■ Task directions ■
Copy every one of the rows below word for word, but leave the pictures out.

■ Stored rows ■
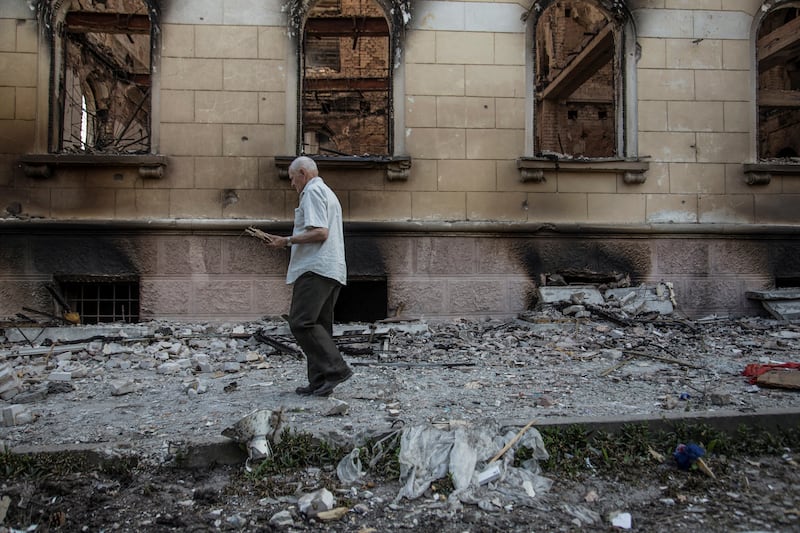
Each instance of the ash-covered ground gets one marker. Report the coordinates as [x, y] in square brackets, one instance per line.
[150, 389]
[142, 387]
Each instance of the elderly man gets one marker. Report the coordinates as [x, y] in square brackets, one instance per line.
[318, 271]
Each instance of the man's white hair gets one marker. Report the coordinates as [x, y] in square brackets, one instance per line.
[304, 162]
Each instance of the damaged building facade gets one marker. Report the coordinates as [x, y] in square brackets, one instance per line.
[476, 147]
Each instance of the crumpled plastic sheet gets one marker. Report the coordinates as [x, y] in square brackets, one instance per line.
[428, 453]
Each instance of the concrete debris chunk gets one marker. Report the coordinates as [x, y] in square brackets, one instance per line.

■ Result ■
Each instance of the ash-covered ground gets one marker. Report the coordinates as [x, y] in square brackets, one instance per line.
[150, 389]
[142, 387]
Each instance of the elderly man gets one marker. Report the coordinates as [x, y] in square brackets, one instance per line.
[318, 271]
Each instance of the man's white hair gets one marker. Report the coordinates as [x, y] in square brackets, one instance per line.
[304, 162]
Each instance of the damaged building facade gets one marker. Report the coordinates as [x, y] in square brackets, one instance per line.
[476, 147]
Each instance of the crumpled plastic sheet gets one marker. Report the coordinates as [x, y] in square brackets, one instance per line.
[428, 453]
Each instance of the concrete debris chunk gets one marker. Report the coordinates as [x, y] in square brackets, one instance per line.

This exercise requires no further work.